**TASK TO CARRY OUT**
Please copy out the entries exactly, skipping any pictures.

========================

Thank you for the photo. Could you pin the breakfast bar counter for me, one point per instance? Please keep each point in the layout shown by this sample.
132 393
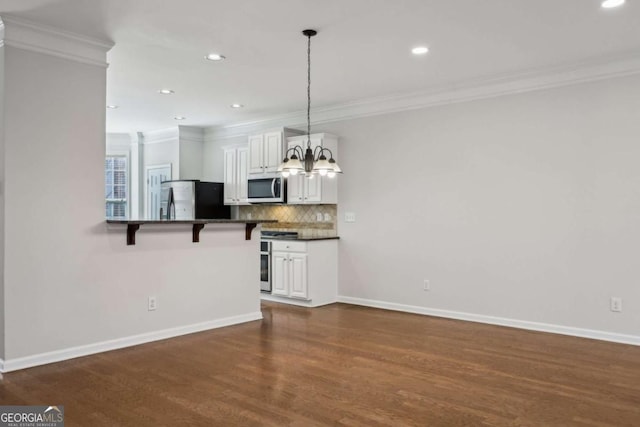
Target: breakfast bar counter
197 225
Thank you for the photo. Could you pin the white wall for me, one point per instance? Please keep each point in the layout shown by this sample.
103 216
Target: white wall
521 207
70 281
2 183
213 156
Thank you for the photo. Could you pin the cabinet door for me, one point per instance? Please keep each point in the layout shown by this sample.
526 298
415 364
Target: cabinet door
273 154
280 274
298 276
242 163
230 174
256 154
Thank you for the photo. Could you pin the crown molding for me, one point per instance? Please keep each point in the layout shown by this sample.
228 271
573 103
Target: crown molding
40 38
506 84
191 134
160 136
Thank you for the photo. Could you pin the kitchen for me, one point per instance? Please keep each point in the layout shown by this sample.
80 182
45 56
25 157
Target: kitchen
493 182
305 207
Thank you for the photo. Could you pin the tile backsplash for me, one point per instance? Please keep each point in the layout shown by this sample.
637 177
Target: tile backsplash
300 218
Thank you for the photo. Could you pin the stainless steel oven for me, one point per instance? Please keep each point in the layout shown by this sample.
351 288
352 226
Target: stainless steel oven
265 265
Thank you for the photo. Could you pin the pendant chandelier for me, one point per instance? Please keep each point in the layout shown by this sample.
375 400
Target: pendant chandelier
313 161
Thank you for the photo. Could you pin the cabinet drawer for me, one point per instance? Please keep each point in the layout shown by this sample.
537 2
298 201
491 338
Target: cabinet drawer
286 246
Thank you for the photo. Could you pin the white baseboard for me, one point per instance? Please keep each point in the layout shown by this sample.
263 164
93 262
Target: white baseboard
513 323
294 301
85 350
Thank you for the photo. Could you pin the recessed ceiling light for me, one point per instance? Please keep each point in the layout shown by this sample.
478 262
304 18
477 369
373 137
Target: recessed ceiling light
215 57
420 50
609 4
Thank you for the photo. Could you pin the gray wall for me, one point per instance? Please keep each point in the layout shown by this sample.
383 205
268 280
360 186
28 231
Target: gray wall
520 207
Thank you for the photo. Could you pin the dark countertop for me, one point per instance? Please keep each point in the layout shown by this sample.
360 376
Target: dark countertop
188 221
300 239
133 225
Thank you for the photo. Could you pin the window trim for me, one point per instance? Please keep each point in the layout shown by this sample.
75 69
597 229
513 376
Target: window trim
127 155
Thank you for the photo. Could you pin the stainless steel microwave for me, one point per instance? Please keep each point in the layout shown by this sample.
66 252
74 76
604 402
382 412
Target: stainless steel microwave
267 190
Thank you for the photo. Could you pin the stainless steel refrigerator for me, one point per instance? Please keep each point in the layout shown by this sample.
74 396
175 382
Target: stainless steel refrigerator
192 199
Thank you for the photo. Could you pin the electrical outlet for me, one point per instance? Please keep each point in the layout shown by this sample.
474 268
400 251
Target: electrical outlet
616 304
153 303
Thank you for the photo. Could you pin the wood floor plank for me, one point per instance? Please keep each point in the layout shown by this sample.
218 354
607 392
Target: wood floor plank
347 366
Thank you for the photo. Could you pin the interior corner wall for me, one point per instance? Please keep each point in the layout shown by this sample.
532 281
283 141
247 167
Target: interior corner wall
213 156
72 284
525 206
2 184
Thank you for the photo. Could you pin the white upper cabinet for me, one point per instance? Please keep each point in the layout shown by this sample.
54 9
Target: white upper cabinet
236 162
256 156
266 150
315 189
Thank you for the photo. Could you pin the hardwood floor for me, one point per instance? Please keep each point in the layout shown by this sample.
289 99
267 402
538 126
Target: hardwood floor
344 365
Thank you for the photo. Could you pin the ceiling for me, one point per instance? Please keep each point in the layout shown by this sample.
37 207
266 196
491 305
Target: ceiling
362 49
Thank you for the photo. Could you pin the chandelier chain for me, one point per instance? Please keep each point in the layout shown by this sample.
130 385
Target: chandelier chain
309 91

========================

**ANSWER**
Thank you for the photo. Could you pin the breakfast bar counter for me, one point per instance? Please keep each point in the layout shown by this sample.
132 393
Target: breakfast bar counter
197 225
Thank you for the photo. Could you pin the white wall for me, one point per instance? Please keep each point in the layout shown by this sample.
103 216
Target: white wall
521 207
70 281
2 183
213 156
Thank you for the photo. Could you pin the cabinet door for me, one point per instance? Please keep each point in the layout shown by this sample.
526 298
415 364
Target: cabinet door
273 154
280 274
298 276
242 163
230 174
256 154
Thank you for the photo. Could you pin the crown molding for me, one point per instance? Please keep each point in the layout shown by this sample.
228 271
573 103
Target: crown molding
40 38
506 84
191 134
160 136
Thank you for the photo. Could you pin the kitchen for me, one point per instance? Please keep each point in the layout shown by this sample.
80 182
45 56
25 157
Target: kitchen
493 182
305 207
Thank you for the photo. Could you pin the tile backsplash for me, one point per instance? Please keep each point in the layout shown by this sample.
637 177
Target: tile backsplash
300 218
Thank you for the photo. Could you pin the stainless steel oven for me, one point per instance? Please keep each point in the layout shown by this sample.
351 288
352 226
Target: stainless steel oven
265 265
Thank you for the photo. Could you pin the pendant chandelier for me, one point per instance? Please keep each point in the layout shown by this sample.
375 400
Target: pendant chandelier
313 161
Thank you for the photo. Could you pin the cabinet drawer for me, one point per instance? Please keep each point in the layout shown by this sample.
537 2
298 201
491 338
Target: cabinet drawer
286 246
Thank you for the photo. Could you pin the white baseboard for me, one point per instance? Please keep each point in the layout shown by this sample.
263 164
93 262
Target: white baseboard
513 323
294 301
85 350
Thank you for the photo. Could you pin the recessed ceiling light for me, one point per instance? Please keep each point in the layout shown by this sample.
478 262
304 18
477 369
373 137
Target: recessed ceiling light
215 57
420 50
609 4
Thank you for the photo. Could you pin the gray wall for me, one point per instance? Please keep each point in the layout shown by this sample.
383 205
268 280
360 186
28 231
Target: gray wall
520 207
Thank you for the photo. Could you pin the dark countertop for me, one point per instance? Please keep each point in the layout shown by this sample.
360 376
Target: dark countertop
188 221
300 239
133 225
Thank you for the photo. Could you pin the window trim for me, one point per instance? Please keep each point in the layout shown by this sample.
75 69
597 229
513 376
Target: window trim
127 155
Thank you for the photo. Could you pin the stainless steel microwave for me, one point per instance? Please keep each point in the layout shown by this sample.
66 252
74 76
604 402
382 412
Target: stainless steel microwave
267 190
Thank you for the photo. Could you pin the stainless steel refrigerator for me, one point per instance? Please keep each point in the layout shown by this sample.
74 396
175 382
Target: stainless steel refrigerator
192 199
Thank you for the photo. Could you pin the electrical outlet for me, one point per instance? Please keep each point in the layout shown by this sample.
474 268
400 251
Target: electrical outlet
616 304
153 303
Thank you for the photo. Could you pin the wood floor plank for me, one point per instance? Please keep each point in the layout shown by this sample.
218 354
607 392
Target: wood floor plank
347 366
Thank you for the photo. Could you pin the interior corner wall for me, one point per instance? Please keep each point in the layout shown by this sample.
532 281
283 141
247 167
Target: interior corner wall
213 156
72 284
525 206
2 184
Thank you for the photo. Could you pin the white upper cabinet for me, one point per instance? Please keep each point in the layout shown by this sample.
54 9
Target: white upper cabinet
236 162
256 156
266 150
315 189
Thank you for the photo. Could you pin the hardwood floor for me, one point per instance? Please keep each point in the layout shown by this sample.
289 99
267 402
538 126
Target: hardwood floor
344 365
Thank you for the photo. Could you pin the ceiling for me, one point per instance? Please keep each point in the layout shown by this sample.
37 207
266 196
491 305
Target: ceiling
362 49
Thank you for the photo. Could you pin the chandelier chain for me, one point per instance? Please keep each point in the layout shown by this sample.
130 385
Target: chandelier chain
309 91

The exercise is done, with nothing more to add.